## To-do list
a: Please write out the passage on tafsīr and taʾwīl from "The emergence of" up to and including "qs, 154 f.).".
b: According to the passage on tafsīr and taʾwīl, how many times does taʾwīl occur in the Qurʾān?
c: List the Hebrew terms for the four meanings of scripture given in the passage on tafsīr and taʾwīl.

The emergence of the word tafsīr as a technical term is unclear. It occurs as a hapax legomenon in q 25:33: “They do not bring to you any similitude, but what we bring to you [is] the truth, and better in exposition (wa-aḥsana tafsīran).” This unique attestation is in a polemical context (see polemic and polemical language ), giving the assurance that any opposition to Muḥammad (q.v.) by the unbelievers (see belief and unbelief ) will be countered by divine assistance. Some of the qurʾānic commentators have proposed here an etymology by metathesis (tafsīr/tasfīr, “unveiling,” or takshīf, “uncovering;” Suyūṭī, Itqān, iv, 192). It seems doubtful, however, to see in this verse the origin of tafsīr as a technical term (Wansbrough, qs, 154 f.).
The Arabic taʾwīl, “interpretation, exegesis,” literally related to the notion of “returning to the beginning” (according to al-Ḥakīm al-Tirmidhī [d. 292/905 or 298/910]; Nwyia, Exégèse, 145-6), is the second technical term of the semantic field of interpretation. It occurs eighteen times in the Qurʾān, signifying the interpretation of narratives (q.v.) or of dreams ( q 12:36, 101; see dreams and sleep ), or a deeper interpretation ( q 3:7; Dāmaghānī, Wujūh, i, 197-8, where five meanings are given). It has recently been definitively shown that the verb taʾawwala, from which the term taʾwīl is formed, originally meant “to apply a verse to a given situation,” before it came to mean allegorical interpretation (Versteegh, Arabic grammar, 63-4; Nwyia, ibid., meaning “reality,” ḥaqīqa).
The antithesis tafsīr/taʾwīl has been attested since the first half of the second/eighth century, and probably before, in the earliest rudimentary attempts to classify exegesis. The Kūfan scholar Muḥammad b. al-Sāʾib Abū l-Naḍr al-Kalbī (d. 146/763) attributes to Ibn ʿAbbās (d. 69/688) the following classification: “The Qurʾān was [revealed] in four aspects (wujūh): tafsīr [the literal meaning?], which scholars know; Arabic with which the Arabs are acquainted; lawful and unlawful (q.v.; ḥalāl wa-ḥarām), of which it is not permissible for people to be unaware; [and] taʾwīl [the deeper meaning?] that only God knows” (see arabic language ). When a further explanation of taʾwīl is demanded, it is described as “what will be” (mā huwa kāʾin, Muqātil, Tafsīr, i, 27). This categorization could have had its origin in the Jewish and patristic discussions on the four meanings of scripture (Heb. peshat, “literal translation”; remez, “implied meaning”; derash, “homiletic comprehension”; sod, “mystical, allegorical meaning”; Zimels, Bible; for patristic and medieval conceptions of the four meanings [literal/historical, allegorical/spiritual, tropological/moral and anagogical/eschatological], see De Lubac, Exégèse; Böwering, Mystical, 135-42).

Image box annotation lines:
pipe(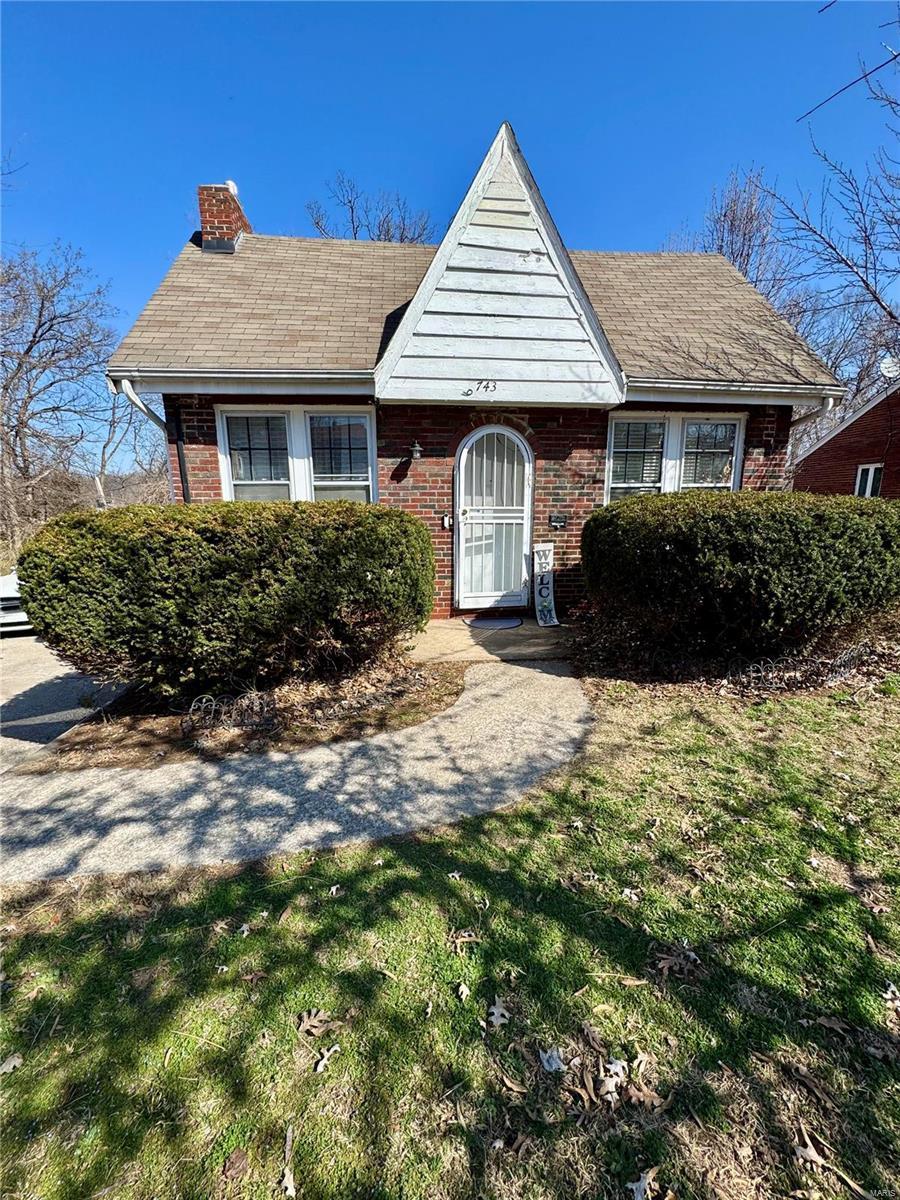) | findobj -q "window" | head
[308,413,372,500]
[610,421,666,500]
[682,421,738,491]
[854,462,884,498]
[607,412,744,500]
[226,413,290,500]
[216,404,376,500]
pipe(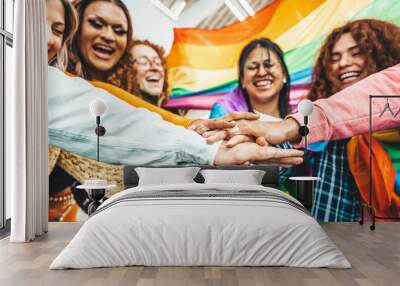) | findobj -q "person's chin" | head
[90,59,115,72]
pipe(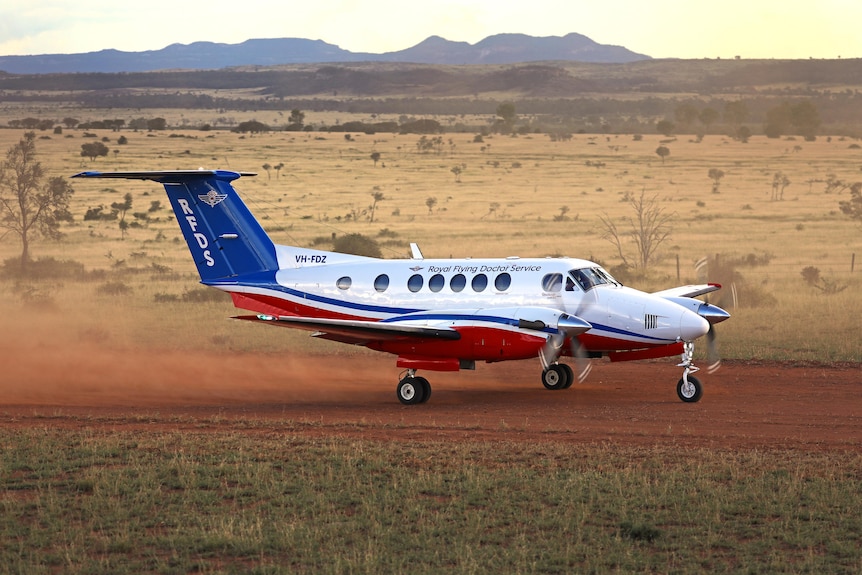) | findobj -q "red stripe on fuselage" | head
[230,292,373,321]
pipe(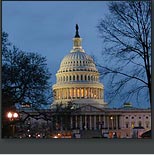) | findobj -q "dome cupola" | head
[53,24,106,106]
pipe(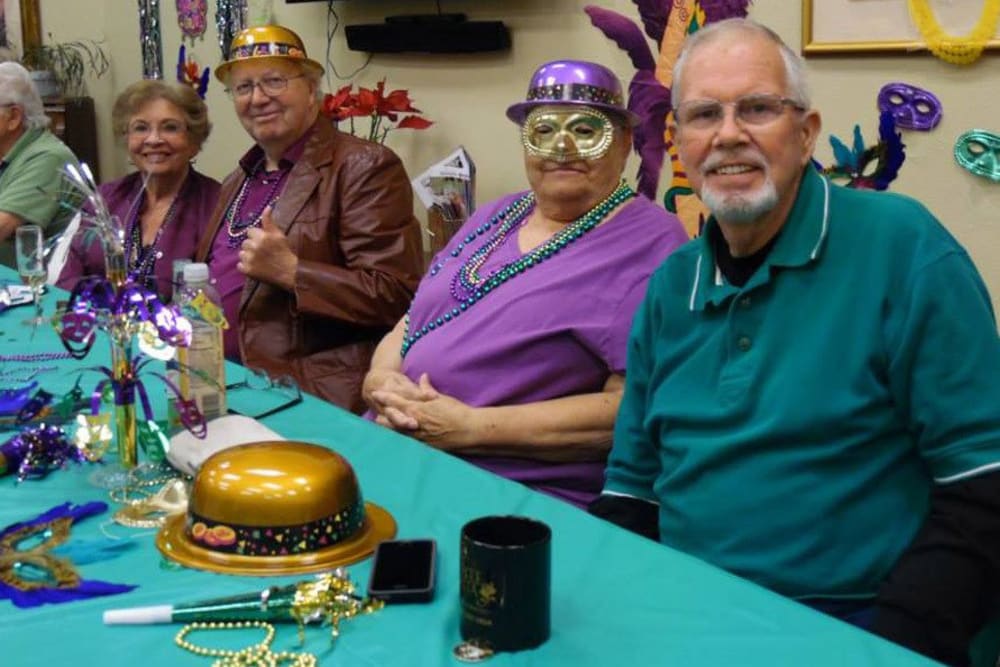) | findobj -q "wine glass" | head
[14,225,47,327]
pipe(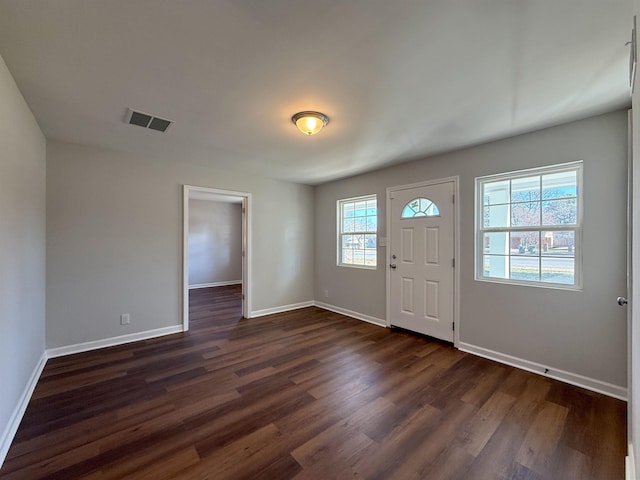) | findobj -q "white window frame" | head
[475,160,584,290]
[336,193,379,270]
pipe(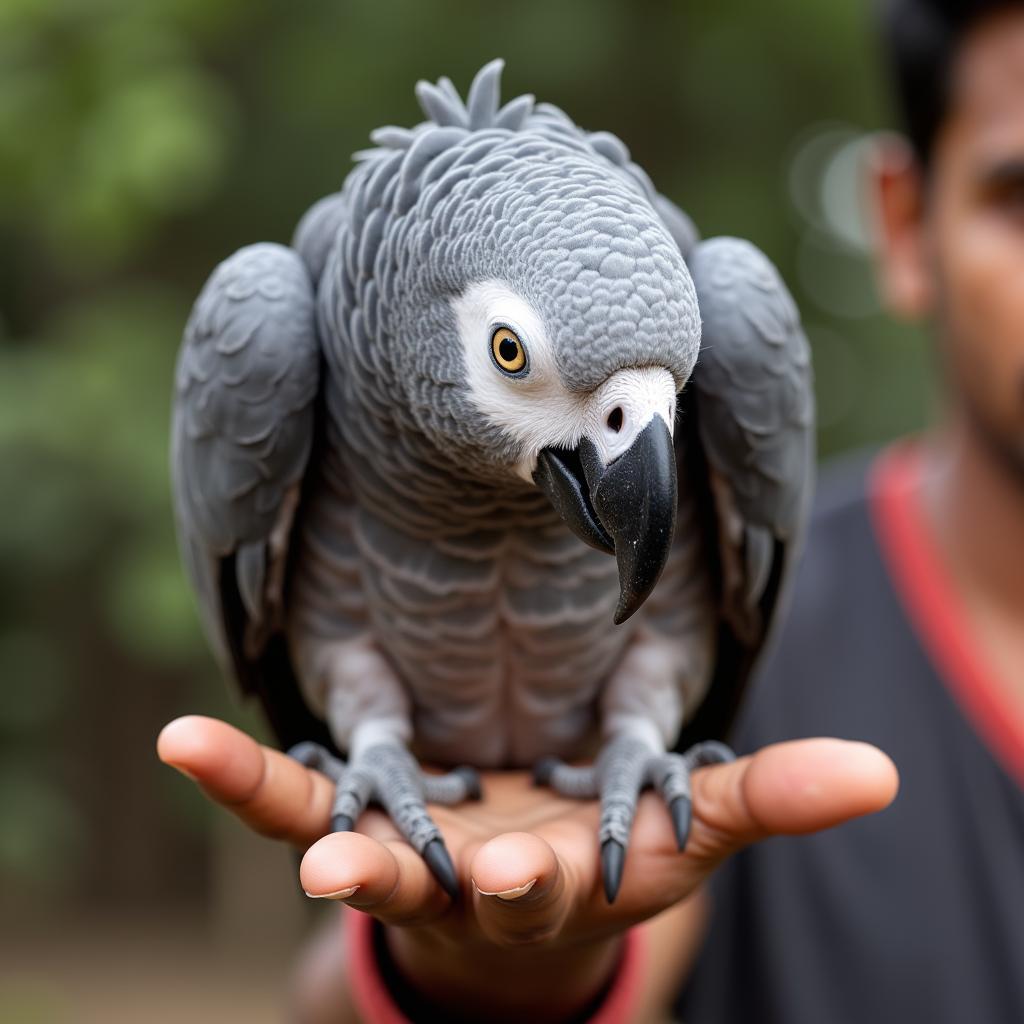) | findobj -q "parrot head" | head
[356,68,700,623]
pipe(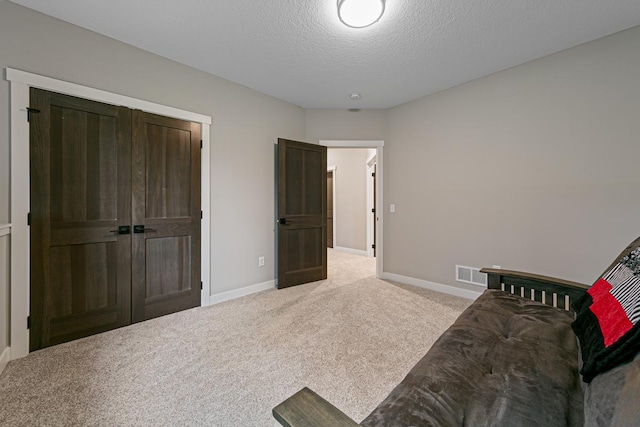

## Response list
a:
The emergence of the word tafsīr as a technical term is unclear. It occurs as a hapax legomenon in q 25:33: “They do not bring to you any similitude, but what we bring to you [is] the truth, and better in exposition (wa-aḥsana tafsīran).” This unique attestation is in a polemical context (see polemic and polemical language ), giving the assurance that any opposition to Muḥammad (q.v.) by the unbelievers (see belief and unbelief ) will be countered by divine assistance. Some of the qurʾānic commentators have proposed here an etymology by metathesis (tafsīr/tasfīr, “unveiling,” or takshīf, “uncovering;” Suyūṭī, Itqān, iv, 192). It seems doubtful, however, to see in this verse the origin of tafsīr as a technical term (Wansbrough, qs, 154 f.).

b: Eighteen times.

c: peshat, remez, derash, sod